(Referring expression data)

============================================================

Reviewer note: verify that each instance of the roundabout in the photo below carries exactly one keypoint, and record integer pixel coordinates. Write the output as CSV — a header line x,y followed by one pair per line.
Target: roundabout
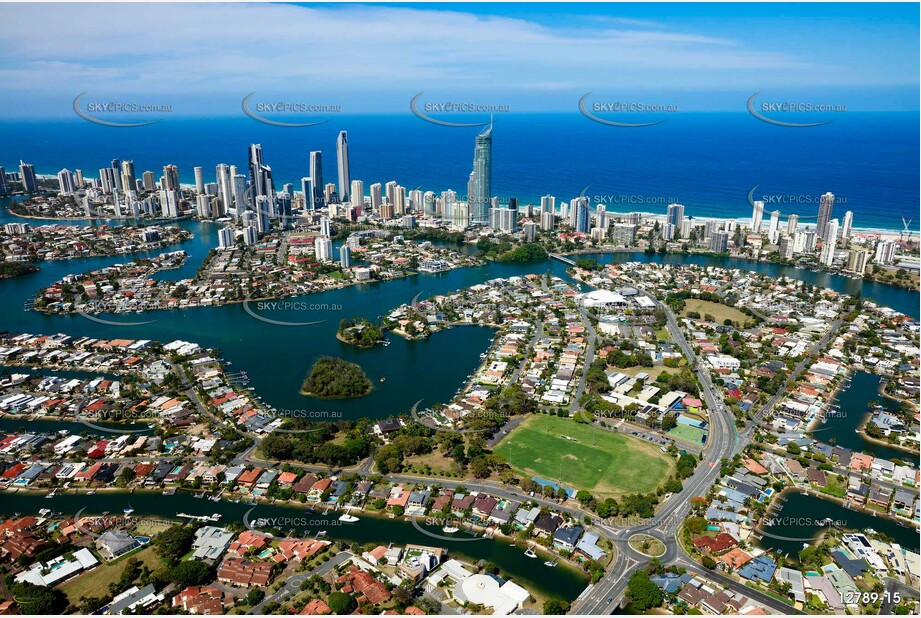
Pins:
x,y
647,545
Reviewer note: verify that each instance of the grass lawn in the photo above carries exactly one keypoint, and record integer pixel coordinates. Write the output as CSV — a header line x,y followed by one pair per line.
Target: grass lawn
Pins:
x,y
605,463
436,460
718,311
653,372
686,433
835,486
95,583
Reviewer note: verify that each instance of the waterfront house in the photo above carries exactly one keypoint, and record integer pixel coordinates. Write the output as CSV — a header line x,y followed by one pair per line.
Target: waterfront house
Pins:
x,y
880,495
114,543
547,525
902,502
825,590
854,567
265,479
246,542
59,569
795,579
857,490
286,479
416,503
316,607
363,586
304,485
816,477
567,538
526,516
210,542
860,462
318,489
442,500
759,569
715,545
133,600
248,478
670,583
202,601
483,506
588,546
461,504
240,572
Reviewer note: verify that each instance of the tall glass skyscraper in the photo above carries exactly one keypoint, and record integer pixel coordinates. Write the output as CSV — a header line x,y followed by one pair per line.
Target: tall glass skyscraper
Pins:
x,y
342,159
260,176
825,205
316,176
481,179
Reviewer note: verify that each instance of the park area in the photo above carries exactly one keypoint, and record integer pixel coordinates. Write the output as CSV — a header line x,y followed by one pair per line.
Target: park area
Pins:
x,y
583,456
720,313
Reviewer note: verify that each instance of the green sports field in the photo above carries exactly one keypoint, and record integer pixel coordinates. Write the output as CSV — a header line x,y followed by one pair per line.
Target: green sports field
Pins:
x,y
605,463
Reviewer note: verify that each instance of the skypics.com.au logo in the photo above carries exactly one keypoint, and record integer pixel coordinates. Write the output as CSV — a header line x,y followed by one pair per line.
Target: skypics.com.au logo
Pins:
x,y
259,309
97,111
423,110
771,111
93,308
263,110
453,528
127,418
615,113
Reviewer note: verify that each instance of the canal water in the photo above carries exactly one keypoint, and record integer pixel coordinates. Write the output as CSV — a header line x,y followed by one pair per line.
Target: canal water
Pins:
x,y
854,401
559,582
799,519
277,358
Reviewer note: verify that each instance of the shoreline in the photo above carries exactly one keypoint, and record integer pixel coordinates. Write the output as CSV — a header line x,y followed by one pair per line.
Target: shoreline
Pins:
x,y
888,233
843,502
319,510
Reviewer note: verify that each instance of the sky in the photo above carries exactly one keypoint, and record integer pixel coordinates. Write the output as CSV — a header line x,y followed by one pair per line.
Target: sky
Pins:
x,y
202,59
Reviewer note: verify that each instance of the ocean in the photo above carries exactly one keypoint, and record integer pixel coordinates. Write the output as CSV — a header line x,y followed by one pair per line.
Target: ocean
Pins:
x,y
712,162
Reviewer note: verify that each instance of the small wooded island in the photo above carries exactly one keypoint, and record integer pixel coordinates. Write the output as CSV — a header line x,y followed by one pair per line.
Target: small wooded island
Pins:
x,y
8,270
360,332
334,378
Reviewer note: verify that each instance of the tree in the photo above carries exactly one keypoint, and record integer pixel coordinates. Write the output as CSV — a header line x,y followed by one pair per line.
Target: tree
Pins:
x,y
341,603
254,596
34,599
555,607
642,593
191,573
173,544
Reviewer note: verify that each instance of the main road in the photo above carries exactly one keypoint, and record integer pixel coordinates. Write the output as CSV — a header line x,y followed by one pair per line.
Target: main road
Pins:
x,y
605,596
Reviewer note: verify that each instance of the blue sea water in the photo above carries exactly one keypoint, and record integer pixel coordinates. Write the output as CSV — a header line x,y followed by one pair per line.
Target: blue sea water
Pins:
x,y
709,162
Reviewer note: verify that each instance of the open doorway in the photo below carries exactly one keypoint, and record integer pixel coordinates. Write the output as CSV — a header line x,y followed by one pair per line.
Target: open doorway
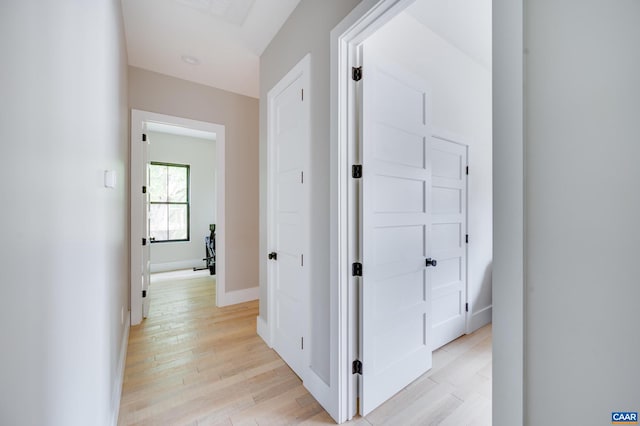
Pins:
x,y
447,47
193,153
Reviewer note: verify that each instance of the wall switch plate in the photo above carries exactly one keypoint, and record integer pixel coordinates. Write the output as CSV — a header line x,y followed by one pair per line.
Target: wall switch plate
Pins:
x,y
109,178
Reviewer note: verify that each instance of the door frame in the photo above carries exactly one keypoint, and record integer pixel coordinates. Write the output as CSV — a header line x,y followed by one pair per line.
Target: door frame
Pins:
x,y
301,70
508,187
138,120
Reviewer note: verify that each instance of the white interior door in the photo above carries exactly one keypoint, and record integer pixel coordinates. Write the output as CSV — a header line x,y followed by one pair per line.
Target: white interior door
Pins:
x,y
146,244
395,304
288,208
448,233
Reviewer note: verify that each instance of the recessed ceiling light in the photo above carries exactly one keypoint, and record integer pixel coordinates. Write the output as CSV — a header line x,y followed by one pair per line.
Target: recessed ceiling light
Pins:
x,y
191,60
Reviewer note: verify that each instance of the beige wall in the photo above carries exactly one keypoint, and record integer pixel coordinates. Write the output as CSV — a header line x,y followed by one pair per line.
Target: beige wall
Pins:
x,y
150,91
306,31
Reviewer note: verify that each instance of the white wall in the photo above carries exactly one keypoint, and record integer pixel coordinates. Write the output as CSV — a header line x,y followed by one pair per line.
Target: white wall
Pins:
x,y
64,252
200,155
461,106
153,92
582,205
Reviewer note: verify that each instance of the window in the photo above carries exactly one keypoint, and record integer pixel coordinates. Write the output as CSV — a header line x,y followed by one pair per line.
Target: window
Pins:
x,y
169,199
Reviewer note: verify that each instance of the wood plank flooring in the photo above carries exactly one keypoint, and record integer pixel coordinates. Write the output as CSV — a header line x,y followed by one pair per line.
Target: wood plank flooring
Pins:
x,y
190,363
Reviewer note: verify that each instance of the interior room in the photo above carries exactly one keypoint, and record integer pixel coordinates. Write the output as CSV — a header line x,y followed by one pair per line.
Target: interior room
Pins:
x,y
361,275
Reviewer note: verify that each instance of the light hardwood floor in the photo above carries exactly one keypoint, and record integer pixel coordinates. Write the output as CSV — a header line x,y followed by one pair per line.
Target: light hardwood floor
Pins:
x,y
190,363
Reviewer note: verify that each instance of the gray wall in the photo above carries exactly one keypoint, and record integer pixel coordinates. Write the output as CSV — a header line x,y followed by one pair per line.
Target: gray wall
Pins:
x,y
582,197
508,213
200,155
65,250
306,31
153,92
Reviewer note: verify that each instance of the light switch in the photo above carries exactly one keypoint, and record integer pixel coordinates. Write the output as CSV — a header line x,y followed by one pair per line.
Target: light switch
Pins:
x,y
109,178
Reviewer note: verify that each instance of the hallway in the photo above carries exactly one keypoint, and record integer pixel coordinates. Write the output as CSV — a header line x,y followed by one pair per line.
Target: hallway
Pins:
x,y
190,363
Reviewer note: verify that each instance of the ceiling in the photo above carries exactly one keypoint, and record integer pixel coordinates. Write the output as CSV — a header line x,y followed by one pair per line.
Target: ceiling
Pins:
x,y
224,37
463,23
180,131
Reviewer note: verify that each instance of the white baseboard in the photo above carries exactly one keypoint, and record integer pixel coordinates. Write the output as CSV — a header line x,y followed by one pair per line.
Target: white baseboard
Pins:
x,y
481,318
239,296
263,330
320,391
175,266
116,396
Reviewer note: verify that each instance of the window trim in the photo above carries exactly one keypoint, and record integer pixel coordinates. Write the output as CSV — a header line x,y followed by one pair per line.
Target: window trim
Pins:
x,y
187,203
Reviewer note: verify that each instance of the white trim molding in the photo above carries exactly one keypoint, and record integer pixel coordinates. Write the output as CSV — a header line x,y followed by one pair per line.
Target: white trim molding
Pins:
x,y
263,330
346,38
238,296
116,395
479,319
138,120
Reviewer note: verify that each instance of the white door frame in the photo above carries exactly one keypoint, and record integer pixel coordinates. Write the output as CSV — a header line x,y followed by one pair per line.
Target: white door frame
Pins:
x,y
138,119
508,264
301,70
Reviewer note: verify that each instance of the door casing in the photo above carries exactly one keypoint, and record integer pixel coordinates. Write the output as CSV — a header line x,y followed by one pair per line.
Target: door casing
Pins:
x,y
138,120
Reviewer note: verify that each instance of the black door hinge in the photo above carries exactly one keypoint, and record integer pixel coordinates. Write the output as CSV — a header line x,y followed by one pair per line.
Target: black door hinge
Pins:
x,y
356,73
356,269
356,171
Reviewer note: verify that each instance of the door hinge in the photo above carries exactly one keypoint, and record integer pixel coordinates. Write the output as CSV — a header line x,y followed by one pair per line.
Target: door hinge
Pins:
x,y
356,73
356,269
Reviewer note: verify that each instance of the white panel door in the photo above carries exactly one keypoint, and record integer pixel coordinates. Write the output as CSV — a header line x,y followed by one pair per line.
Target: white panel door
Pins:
x,y
395,301
288,194
448,232
146,229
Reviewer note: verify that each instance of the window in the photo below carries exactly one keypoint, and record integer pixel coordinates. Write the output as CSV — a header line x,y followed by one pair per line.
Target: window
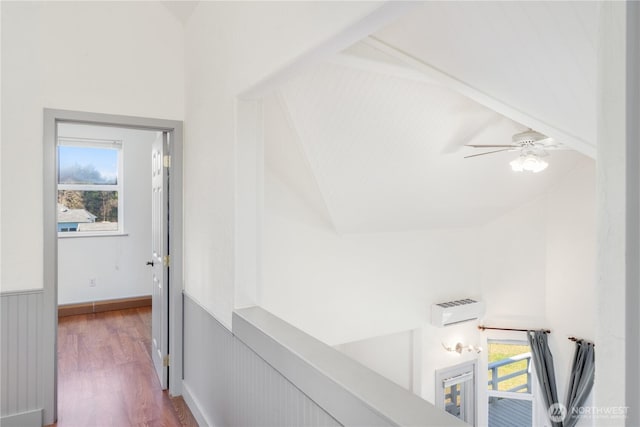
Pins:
x,y
456,391
89,186
510,384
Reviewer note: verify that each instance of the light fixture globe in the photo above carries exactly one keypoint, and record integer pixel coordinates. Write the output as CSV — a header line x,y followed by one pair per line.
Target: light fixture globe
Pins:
x,y
529,162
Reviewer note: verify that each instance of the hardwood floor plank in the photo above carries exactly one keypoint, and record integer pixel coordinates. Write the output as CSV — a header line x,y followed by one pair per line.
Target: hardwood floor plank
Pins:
x,y
106,375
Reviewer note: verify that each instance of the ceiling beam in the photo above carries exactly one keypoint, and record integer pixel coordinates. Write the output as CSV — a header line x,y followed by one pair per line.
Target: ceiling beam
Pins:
x,y
572,141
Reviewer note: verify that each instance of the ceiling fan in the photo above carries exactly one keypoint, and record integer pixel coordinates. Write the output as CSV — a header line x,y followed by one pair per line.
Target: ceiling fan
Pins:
x,y
532,146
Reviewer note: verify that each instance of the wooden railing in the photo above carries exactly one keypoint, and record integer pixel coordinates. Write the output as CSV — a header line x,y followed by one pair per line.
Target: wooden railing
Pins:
x,y
494,382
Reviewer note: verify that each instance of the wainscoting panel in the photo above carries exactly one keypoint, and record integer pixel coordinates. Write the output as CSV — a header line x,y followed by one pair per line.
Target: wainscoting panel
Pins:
x,y
226,384
20,352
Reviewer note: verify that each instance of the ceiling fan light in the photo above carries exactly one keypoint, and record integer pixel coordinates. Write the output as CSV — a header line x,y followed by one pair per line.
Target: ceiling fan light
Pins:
x,y
517,165
529,162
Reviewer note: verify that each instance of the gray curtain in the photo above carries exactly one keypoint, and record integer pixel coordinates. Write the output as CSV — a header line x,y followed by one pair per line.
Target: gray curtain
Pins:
x,y
580,381
543,361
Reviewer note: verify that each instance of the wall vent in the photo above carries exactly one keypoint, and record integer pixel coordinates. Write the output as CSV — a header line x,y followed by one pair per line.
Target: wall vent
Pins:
x,y
452,312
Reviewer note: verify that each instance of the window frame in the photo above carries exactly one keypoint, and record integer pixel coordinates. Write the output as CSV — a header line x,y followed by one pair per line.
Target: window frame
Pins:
x,y
112,144
532,396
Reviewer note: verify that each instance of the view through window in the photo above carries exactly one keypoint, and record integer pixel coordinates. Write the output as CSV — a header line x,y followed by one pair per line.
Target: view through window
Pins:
x,y
510,384
89,186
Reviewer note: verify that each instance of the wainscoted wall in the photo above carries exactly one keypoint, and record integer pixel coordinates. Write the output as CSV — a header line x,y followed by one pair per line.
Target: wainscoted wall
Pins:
x,y
269,373
21,354
227,384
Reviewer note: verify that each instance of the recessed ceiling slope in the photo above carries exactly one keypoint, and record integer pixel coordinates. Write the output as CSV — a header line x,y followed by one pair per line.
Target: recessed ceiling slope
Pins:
x,y
537,58
387,153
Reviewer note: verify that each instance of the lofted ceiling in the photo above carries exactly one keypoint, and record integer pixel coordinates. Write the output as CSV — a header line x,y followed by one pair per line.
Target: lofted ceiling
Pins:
x,y
381,128
534,60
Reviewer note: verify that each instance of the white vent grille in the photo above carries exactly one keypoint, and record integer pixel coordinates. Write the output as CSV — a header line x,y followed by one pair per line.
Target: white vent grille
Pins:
x,y
456,303
451,312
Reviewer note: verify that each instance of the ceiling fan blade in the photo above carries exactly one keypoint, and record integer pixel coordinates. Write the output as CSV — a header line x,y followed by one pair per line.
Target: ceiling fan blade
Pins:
x,y
488,152
492,146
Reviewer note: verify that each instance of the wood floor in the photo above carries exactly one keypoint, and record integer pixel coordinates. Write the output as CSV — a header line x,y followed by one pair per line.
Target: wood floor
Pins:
x,y
106,376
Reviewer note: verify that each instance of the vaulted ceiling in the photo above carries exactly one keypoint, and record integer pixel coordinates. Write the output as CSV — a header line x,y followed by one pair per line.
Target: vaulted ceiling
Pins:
x,y
381,128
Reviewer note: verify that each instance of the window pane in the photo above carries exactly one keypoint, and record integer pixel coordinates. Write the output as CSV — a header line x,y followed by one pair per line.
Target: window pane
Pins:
x,y
509,367
87,211
87,165
509,412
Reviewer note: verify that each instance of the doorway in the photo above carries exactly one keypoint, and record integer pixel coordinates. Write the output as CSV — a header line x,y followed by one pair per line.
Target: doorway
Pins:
x,y
171,140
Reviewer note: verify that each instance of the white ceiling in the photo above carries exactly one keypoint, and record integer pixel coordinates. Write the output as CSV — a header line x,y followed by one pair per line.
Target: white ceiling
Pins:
x,y
536,58
387,153
381,128
180,9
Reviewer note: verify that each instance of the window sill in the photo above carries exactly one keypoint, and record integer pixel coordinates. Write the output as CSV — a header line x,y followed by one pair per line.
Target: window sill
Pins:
x,y
80,234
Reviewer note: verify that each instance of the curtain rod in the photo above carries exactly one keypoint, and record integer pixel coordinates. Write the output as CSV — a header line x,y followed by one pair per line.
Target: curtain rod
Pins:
x,y
575,339
482,328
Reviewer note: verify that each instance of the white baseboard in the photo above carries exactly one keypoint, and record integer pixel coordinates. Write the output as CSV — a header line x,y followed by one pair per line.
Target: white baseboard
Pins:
x,y
23,419
194,407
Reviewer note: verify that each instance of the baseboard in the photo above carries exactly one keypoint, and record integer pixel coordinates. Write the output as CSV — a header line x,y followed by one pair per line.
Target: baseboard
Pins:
x,y
106,305
24,419
194,407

============================================================

» WHAT IS REQUIRED: Whichever lines of the data include the word "molding", pull them out.

» ANSWER FOR THIS EXERCISE:
Reviewer note: verify that each instance of the white trim molding in the photo above carries exactly one keypoint, and record integer pixel coordinates. Write the output as CSV — a header line x,y followed by one pair per line.
Target: white trim molding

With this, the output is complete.